● TRECHO DO DOCUMENTO:
· · ·

Alguns trechos da entrevista foram editados pelo Núcleo para brevidade e concisão.

NÚCLEO: O que você enxerga como as prioridades para o trabalho do CGI sob essa nova gestão?

RENATA MIELI: Inescapavelmente, uma das prioridades é a discussão em torno da regulação das plataformas digitais, que é o tema que tem concentrado as atenções do debate público na sociedade brasileira nos últimos anos. Porque esse debate não começou com o 8 de janeiro, ele já vem de antes. E o CGI participou de alguma forma dessa discussão, principalmente porque a partir de um dos relatórios apresentados pelo Deputado Orlando Silva (PCdoB-SP), que é o relator do texto na Câmara, houve uma inclusão do Comitê Gestor da Internet naquela versão, atribuindo ao CGI algumas funções no acompanhamento, na gestão de algumas determinações que estavam previstas na lei. Não são atribuições regulatórias stricto sensu até porque uma lei ordinária não pode criar órgão regulador, mas tinha atribuições relacionadas com as que já são atribuições previstas para o CGI.

Que são, por exemplo?

Por exemplo, participar do debate e do acompanhamento para elaboração de um código de conduta, contribuindo com diretrizes. Se o CGI já tem a função de oferecer diretrizes sobre a gestão da internet no Brasil, não seria uma atribuição estranha contribuir com diretrizes e sugestões, um acompanhamento da elaboração de um código de conduta para as plataformas.

Uma delas seria o recebimento dos relatórios de transparência [das plataformas]. A gente poderia ter a possibilidade de fazer uma leitura desses relatórios.

O CGI viveu momentos distintos sobre a gestão Bolsonaro. No último período, com a mudança de coordenação do CGI, a gente conseguiu dar mais atividade para o comitê-gestor, já que durante um momento houve uma certa paralisação. No ano passado, o CGI fez um seminário sobre regulação de plataformas, o qual, no dia seguinte, gerou uma oficina com a participação dos quatro setores, inclusive para pensar quais seriam eixos e diretrizes estruturantes sobre regulação de plataforma no Brasil e que deu origem a um documento que foi publicado já no ano passado.

· · ·

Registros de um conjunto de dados
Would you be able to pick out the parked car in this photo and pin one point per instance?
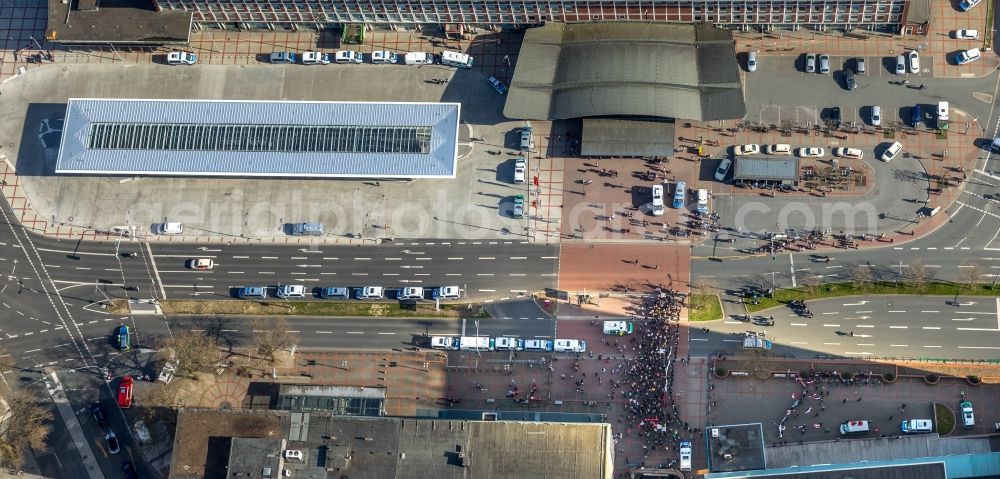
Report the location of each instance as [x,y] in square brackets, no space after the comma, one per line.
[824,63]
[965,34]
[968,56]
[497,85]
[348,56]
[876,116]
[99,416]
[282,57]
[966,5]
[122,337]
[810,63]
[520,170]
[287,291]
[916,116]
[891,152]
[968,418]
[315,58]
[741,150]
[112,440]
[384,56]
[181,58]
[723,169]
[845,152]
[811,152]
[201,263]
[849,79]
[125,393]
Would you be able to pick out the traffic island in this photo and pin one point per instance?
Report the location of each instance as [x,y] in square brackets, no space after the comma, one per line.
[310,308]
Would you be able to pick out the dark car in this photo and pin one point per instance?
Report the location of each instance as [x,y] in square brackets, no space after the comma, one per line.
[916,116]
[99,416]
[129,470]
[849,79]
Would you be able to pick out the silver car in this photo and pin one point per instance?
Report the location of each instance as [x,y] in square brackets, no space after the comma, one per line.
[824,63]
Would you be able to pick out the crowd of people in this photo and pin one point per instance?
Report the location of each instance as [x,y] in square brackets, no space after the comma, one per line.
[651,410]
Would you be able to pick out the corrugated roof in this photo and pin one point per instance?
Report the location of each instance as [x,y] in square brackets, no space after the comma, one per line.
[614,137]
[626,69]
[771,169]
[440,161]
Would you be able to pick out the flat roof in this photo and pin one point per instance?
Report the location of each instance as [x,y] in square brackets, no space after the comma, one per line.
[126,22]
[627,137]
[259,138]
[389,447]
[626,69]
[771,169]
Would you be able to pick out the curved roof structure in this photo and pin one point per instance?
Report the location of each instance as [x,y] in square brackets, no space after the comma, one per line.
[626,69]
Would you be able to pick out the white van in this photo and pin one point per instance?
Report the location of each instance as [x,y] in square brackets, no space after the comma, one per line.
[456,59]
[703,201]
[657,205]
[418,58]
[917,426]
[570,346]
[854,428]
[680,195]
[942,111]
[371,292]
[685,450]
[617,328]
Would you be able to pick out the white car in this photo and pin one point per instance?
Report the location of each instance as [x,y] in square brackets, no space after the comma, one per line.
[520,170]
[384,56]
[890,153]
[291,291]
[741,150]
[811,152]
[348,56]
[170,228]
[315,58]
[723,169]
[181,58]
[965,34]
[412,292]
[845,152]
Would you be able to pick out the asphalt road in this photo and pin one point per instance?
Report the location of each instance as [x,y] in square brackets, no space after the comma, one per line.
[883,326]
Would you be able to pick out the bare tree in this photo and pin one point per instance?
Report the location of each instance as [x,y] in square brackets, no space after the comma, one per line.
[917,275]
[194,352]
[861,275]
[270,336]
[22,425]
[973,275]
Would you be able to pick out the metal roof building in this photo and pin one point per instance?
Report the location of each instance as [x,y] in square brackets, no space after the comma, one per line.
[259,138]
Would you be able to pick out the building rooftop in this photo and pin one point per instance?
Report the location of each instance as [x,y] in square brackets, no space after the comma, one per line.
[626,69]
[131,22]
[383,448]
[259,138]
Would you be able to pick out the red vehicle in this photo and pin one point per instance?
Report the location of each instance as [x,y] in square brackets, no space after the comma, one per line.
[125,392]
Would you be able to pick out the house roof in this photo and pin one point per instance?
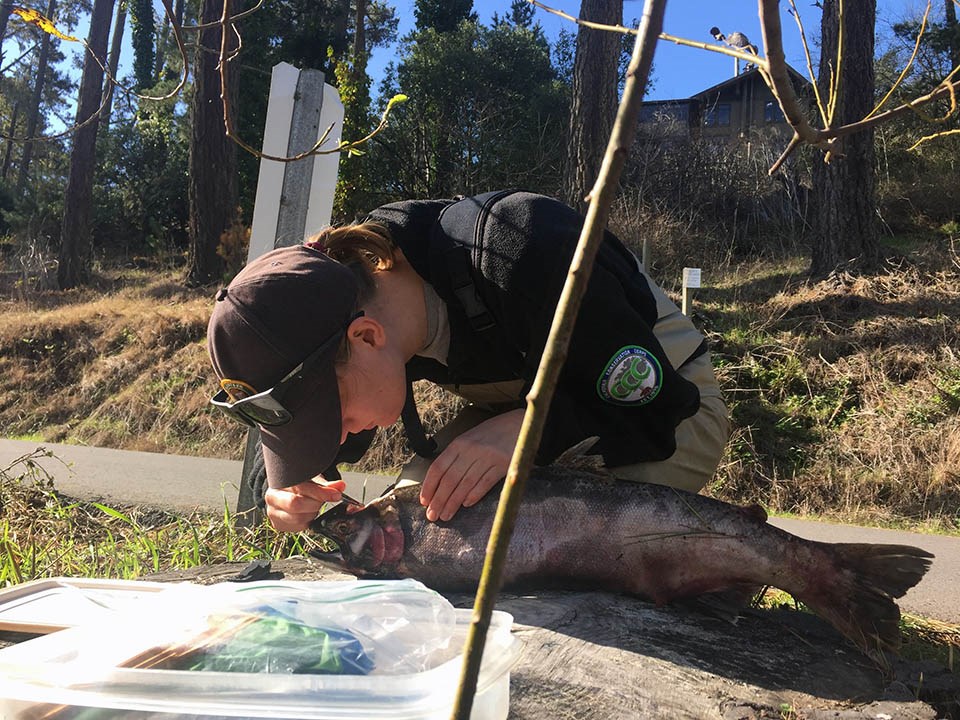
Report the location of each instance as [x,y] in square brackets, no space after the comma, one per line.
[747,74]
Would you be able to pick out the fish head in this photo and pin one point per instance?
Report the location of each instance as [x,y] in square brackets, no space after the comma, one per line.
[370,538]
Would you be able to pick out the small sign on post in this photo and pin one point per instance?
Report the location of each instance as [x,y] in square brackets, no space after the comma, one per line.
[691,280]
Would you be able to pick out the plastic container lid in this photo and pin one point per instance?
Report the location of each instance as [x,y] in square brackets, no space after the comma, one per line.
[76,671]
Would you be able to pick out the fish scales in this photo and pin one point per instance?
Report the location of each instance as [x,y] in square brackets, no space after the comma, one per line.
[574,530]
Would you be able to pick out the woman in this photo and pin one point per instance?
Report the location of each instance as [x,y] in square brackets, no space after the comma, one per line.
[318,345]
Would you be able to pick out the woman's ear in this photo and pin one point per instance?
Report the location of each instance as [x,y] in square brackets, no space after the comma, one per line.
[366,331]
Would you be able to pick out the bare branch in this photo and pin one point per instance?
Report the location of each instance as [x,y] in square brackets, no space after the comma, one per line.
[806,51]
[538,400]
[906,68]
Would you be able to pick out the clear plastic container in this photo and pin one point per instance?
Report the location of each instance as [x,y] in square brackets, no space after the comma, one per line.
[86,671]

· · ·

● OBJETIVO INDICADO: Dê prosseguimento à entrevista sobre o CGI e a regulação das plataformas digitais, começando logo após a frase que termina em "publicado já no ano passado".

● RESULTADO DA TAREFA:
CGI.br traça recomendações para regulação de plataformas
Órgão multissetorial apresenta ações e diretrizes, fruto de oficina entre entidades

Parte do trabalho do CGI envolve a articulação entre os diferentes setores que compõem o conselho para a definição de uma agenda comum. Como é a gestão dessas expectativas, principalmente se tratando de regulação de redes?

O CGI vai fazer uma consulta pública que tem cinco eixos e que vai procurar escutar a sociedade de uma maneira mais ampla sobre as questões que envolvem a regulação.

No debate de regulação de plataformas, o 8 de janeiro deu uma outra urgência para a discussão de regulação de plataformas.

O Brasil viveu a iminência de um golpe. Aí a gente pode entrar no mérito da discussão se o golpe seria possível de ser implementado mesmo, de se o grupo político que se reuniu lá em Brasília só tinha a intenção de criar um caos para gerar instabilidade. Há uma série de discussões que cabem à ciência política a aos analistas da conjuntura.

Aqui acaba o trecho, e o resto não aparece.